◆ Dokument ◆
== == ==

Stand: 03.11.2015 11:00 Uhr

Wer Spaß hat, braucht keinen Lohn?

von Jan Feddersen und Jürgen Werwinski
Junge Frau trägt ein T-Shirt mit der Aufschrift: Volunteer - May I help you? © NDR
Ohne freiwillige Helfer geht nichts beim ESC.

Volunteers, das englische Wort für Freiwillige, ist ein inzwischen auch geläufiges deutsches Wort - und ein Synonym für Unentgeltlichkeit. Jedes Großprojekt mit gutem Image lebt inzwischen von diesen Helfern und Helferinnen. Olympische Spiele, Fußball-Weltmeisterschaften - es sind vor allem die Volunteers, die das meist freundliche Bild von diesen Events prägen. Und das gilt erst recht für den ESC.

Es ist nicht klar zu ermitteln, wann bei einem ESC erstmals offen Volunteers angeworben wurden. In Oslo 1996 oder erst in Birmingham 1998? War es in Jerusalem 1999 oder 2004 in Istanbul? In Düsseldorf 2011 jedenfalls, als nach Lenas Sieg 2010 der ESC zelebriert wurde, gab es ein gutes halbes Jahr vor den Festivaltagen Mobilisierungen für Volunteers. Sie machten ihre Arbeit ohne Lohn, und das haben alle Freiwilligen, egal bei welchem Ereignis, gemeinsam. In Düsseldorf gab es freies Essen und Eintrittskarten für die Generalproben.

Bezahlung der Freiwilligen würde Budget sprengen

Für die Veranstalter ist das ein günstiges Rechnen: Ohne diese Volunteers käme kein Budget zur Deckung - aber für die Helfer und Helferinnen ist der Lohn trotzdem ein großer. Denn: Im Lebenslauf macht sich ein Einsatz für ein anerkanntes Projekt glänzend.

Im Kontext der Undurchsichtigkeiten der ESC-Strukturen fällt freilich die Beschäftigung von Volunteers durch WOW!works ins Auge. Wow!works ist die Firma von Event Supervisor Sietse Bakker, die sich beim ESC um die Organisation der Pressearbeit und die Medienkommunikation kümmert. Anders als die Volunteers bei Großevents wie den Olympischen Spielen, die in ihrem Land Gäste und Künstler einmalig kostenlos betreuen und ihrem Heimatland so zu einem tollen Event verhelfen, arbeiten für WOW!works seit Jahren weitgehend die gleichen Autoren und Autorinnen - als Volunteers. Sie produzieren Content, der vermarktet wird und betreuen kostenlos die Website eurovision.tv. Mit dem Management dieser Website wurde  WOW!works von der EBU beauftragt und bekommt dafür Geld.

Auf diese Diskrepanz angesprochen, stellt der Executive Supervisor des ESC, Jan Ola Sand, fest, dass dies Fans seien, denen diese Aufgabe Spaß mache.

== == ==

◆ Bereitgestellte Angaben ◆
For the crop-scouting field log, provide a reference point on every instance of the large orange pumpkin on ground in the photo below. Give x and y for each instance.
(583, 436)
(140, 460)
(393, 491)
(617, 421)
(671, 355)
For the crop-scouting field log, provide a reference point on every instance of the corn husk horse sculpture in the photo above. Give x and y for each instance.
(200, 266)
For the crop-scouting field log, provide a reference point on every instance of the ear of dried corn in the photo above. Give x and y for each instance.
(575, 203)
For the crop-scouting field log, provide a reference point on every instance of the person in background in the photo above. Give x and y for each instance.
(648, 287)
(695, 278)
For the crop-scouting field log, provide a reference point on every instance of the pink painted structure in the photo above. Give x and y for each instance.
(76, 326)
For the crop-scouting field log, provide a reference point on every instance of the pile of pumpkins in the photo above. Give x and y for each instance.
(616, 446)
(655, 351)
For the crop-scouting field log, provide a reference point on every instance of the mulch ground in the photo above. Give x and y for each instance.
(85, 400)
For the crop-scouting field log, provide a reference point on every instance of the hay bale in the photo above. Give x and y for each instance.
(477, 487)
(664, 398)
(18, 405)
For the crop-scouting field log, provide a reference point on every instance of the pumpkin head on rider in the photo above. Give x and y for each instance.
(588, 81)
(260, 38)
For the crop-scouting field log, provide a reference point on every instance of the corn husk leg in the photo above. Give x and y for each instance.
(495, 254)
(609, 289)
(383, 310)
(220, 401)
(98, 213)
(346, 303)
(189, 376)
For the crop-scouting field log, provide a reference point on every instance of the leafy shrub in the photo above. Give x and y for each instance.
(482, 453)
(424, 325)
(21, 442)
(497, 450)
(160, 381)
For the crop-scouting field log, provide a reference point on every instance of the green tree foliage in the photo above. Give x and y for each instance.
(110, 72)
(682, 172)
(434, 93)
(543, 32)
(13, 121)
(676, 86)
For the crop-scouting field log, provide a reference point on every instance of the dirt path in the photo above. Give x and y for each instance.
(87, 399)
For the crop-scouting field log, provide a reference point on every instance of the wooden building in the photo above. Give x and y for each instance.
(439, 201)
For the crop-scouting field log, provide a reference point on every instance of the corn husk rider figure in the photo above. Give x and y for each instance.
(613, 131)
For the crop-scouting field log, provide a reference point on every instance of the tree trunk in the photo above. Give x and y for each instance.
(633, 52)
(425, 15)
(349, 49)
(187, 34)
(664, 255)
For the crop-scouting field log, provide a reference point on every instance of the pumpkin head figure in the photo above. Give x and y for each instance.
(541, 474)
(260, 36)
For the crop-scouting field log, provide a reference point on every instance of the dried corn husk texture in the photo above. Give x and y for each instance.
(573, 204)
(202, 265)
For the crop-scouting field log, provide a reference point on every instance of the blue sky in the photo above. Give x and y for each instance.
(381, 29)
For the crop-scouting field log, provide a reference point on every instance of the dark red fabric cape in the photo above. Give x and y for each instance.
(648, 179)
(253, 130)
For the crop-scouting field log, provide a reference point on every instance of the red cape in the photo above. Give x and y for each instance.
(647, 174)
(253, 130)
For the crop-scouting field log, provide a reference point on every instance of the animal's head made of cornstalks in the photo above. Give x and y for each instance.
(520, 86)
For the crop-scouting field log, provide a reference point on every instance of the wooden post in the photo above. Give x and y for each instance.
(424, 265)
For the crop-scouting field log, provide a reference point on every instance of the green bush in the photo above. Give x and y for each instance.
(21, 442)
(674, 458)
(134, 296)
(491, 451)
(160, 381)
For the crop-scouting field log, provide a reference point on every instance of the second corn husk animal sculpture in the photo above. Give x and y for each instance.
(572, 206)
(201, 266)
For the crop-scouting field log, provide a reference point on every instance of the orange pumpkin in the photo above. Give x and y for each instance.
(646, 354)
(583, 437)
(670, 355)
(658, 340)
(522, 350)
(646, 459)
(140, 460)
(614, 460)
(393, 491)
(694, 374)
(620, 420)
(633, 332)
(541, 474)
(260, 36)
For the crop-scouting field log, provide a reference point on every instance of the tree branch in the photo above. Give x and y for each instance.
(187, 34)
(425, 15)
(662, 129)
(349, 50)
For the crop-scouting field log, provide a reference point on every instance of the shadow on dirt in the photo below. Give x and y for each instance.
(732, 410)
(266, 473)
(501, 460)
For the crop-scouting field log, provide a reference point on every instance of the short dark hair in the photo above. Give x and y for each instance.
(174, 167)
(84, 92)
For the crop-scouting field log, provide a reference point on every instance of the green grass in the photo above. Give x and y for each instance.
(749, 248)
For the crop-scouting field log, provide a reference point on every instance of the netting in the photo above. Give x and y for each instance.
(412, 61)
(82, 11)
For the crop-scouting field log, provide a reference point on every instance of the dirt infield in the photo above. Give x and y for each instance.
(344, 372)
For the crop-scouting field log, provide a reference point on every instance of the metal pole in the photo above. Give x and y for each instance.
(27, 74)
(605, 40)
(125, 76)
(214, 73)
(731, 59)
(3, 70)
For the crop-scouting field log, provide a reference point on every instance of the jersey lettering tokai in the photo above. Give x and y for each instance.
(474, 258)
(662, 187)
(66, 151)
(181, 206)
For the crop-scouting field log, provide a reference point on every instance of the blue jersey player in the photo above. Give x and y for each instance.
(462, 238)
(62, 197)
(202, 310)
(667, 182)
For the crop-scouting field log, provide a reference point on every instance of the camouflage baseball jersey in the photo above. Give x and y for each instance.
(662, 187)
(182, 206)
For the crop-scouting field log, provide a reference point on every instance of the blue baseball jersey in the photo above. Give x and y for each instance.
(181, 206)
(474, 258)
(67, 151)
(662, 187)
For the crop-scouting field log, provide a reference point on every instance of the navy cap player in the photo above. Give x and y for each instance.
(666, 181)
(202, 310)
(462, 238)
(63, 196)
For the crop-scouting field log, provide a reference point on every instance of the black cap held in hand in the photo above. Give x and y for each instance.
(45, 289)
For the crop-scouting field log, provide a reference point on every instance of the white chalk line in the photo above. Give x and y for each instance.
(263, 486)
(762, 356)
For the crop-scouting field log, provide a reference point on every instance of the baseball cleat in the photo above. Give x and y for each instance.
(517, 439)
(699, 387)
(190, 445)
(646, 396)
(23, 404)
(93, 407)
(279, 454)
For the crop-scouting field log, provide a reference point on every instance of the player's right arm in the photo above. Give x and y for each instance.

== == ==

◆ Aufgabenstellung ◆
Gib aus dem Artikel über die Freiwilligen beim ESC die Stelle von „Es ist nicht“ bis „anerkanntes Projekt glänzend.“ wortgetreu wieder.

◆ Musterlösung ◆
Es ist nicht klar zu ermitteln, wann bei einem ESC erstmals offen Volunteers angeworben wurden. In Oslo 1996 oder erst in Birmingham 1998? War es in Jerusalem 1999 oder 2004 in Istanbul? In Düsseldorf 2011 jedenfalls, als nach Lenas Sieg 2010 der ESC zelebriert wurde, gab es ein gutes halbes Jahr vor den Festivaltagen Mobilisierungen für Volunteers. Sie machten ihre Arbeit ohne Lohn, und das haben alle Freiwilligen, egal bei welchem Ereignis, gemeinsam. In Düsseldorf gab es freies Essen und Eintrittskarten für die Generalproben.

Bezahlung der Freiwilligen würde Budget sprengen

Für die Veranstalter ist das ein günstiges Rechnen: Ohne diese Volunteers käme kein Budget zur Deckung - aber für die Helfer und Helferinnen ist der Lohn trotzdem ein großer. Denn: Im Lebenslauf macht sich ein Einsatz für ein anerkanntes Projekt glänzend.